### EXTRACT PROVIDED
>>>
Nantucket Journal: August 21, 2008
I’m sitting on the terrace at 7:30 in the morning, listening to the flag halyard creak in the omnipresent sea breeze. The lawn chairs stand like sentinels watching the bay.
Very few people are about. The papers haven’t arrived—they’re on a later plane today—but the coffee is available in the inn, a cup next to my lap top at the moment. People will start wandering by for breakfast soon, though most of us wait until much later.
There is a surprising calm here in the morning. In the distance I can hear the waves lapping the shore, and more closely a rustle of wind through vegetation (which grows before your eyes). But no gulls shrieking, no insects clicking, no random conversations (and, thank heaven, no cell phones, which are restricted).
<<<
### DATASET ENTRIES
>>>
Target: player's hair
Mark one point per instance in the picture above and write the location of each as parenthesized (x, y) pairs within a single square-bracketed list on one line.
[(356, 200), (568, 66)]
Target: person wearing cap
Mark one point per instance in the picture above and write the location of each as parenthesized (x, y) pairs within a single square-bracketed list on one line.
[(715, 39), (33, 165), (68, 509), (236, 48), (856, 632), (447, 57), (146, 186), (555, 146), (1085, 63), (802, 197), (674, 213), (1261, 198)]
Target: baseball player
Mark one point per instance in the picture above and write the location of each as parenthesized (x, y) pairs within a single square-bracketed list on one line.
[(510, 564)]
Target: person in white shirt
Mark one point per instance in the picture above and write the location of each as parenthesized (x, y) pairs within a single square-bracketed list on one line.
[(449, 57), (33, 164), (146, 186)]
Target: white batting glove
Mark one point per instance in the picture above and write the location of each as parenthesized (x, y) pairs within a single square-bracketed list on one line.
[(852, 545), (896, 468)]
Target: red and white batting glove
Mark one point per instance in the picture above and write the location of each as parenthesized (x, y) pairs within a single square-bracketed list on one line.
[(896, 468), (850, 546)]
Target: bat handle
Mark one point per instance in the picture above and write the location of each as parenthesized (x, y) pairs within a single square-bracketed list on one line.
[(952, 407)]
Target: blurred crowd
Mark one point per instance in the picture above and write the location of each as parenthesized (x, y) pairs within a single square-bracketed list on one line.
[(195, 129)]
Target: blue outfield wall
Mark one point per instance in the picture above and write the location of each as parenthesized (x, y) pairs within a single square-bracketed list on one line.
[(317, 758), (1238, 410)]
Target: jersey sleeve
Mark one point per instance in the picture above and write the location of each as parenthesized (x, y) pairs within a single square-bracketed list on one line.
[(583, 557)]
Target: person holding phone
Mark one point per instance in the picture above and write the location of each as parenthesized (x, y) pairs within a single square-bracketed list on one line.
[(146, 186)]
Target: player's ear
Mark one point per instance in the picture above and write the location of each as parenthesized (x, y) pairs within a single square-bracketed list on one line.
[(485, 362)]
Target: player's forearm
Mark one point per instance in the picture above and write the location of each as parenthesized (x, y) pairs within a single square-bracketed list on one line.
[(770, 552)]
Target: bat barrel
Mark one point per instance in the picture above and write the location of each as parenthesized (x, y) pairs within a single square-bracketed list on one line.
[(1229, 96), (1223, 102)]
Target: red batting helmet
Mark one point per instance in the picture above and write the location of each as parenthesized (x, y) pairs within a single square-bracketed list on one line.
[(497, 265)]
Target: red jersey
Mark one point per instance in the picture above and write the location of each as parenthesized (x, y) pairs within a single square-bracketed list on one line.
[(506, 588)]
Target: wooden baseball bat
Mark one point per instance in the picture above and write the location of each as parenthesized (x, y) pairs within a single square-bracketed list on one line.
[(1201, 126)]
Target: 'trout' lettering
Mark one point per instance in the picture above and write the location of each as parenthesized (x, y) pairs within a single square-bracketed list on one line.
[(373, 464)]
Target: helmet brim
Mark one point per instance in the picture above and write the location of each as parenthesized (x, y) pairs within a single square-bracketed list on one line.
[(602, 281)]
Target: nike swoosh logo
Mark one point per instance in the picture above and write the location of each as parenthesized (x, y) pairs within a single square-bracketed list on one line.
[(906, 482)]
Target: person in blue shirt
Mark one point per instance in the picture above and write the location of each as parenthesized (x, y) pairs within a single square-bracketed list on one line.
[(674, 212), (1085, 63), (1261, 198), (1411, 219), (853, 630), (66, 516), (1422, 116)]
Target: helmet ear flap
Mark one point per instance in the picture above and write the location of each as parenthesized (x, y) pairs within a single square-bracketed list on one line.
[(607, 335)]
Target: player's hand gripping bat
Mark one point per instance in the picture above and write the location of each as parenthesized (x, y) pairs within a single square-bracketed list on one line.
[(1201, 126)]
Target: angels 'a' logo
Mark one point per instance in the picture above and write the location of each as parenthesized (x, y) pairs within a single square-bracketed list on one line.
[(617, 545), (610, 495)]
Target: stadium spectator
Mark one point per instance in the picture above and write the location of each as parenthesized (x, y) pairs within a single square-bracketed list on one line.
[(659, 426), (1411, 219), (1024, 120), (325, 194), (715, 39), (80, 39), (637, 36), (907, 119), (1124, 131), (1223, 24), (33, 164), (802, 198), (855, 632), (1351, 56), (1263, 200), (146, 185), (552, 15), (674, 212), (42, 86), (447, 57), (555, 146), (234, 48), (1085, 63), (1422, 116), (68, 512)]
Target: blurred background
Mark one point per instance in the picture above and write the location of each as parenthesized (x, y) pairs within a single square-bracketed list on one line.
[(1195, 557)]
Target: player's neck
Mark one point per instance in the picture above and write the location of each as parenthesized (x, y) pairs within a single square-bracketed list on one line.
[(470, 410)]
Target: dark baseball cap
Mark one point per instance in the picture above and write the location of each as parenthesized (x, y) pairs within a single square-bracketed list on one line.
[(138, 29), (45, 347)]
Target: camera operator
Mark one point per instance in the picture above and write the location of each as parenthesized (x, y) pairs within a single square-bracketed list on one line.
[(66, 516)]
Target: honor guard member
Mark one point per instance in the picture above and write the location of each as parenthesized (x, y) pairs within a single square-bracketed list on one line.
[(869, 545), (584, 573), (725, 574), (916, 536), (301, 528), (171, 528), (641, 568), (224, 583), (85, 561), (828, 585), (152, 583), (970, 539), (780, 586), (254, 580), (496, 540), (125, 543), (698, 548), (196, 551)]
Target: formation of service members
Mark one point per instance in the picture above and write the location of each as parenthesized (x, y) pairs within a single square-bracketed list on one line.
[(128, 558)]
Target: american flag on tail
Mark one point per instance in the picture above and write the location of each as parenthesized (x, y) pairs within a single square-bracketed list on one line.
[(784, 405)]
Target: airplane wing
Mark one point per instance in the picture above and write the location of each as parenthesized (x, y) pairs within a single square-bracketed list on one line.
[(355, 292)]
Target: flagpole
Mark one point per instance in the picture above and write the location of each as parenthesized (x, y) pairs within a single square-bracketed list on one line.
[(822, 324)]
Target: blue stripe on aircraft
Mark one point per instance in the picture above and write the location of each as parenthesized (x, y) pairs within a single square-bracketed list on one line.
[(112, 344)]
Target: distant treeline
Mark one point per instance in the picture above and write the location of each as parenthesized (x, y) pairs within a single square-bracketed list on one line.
<<<
### TO-DO LIST
1) Rewrite the portion of the Nantucket journal between "Very few people" and "until much later.", inclusive, substituting "tea" for "coffee".
2) According to the Nantucket journal, why have the papers not yet arrived?
The material above is separate from the Nantucket journal and unrelated to it.

### WRITTEN RESPONSES
1)
Very few people are about. The papers haven’t arrived—they’re on a later plane today—but the tea is available in the inn, a cup next to my lap top at the moment. People will start wandering by for breakfast soon, though most of us wait until much later.

2) They are on a later plane that day.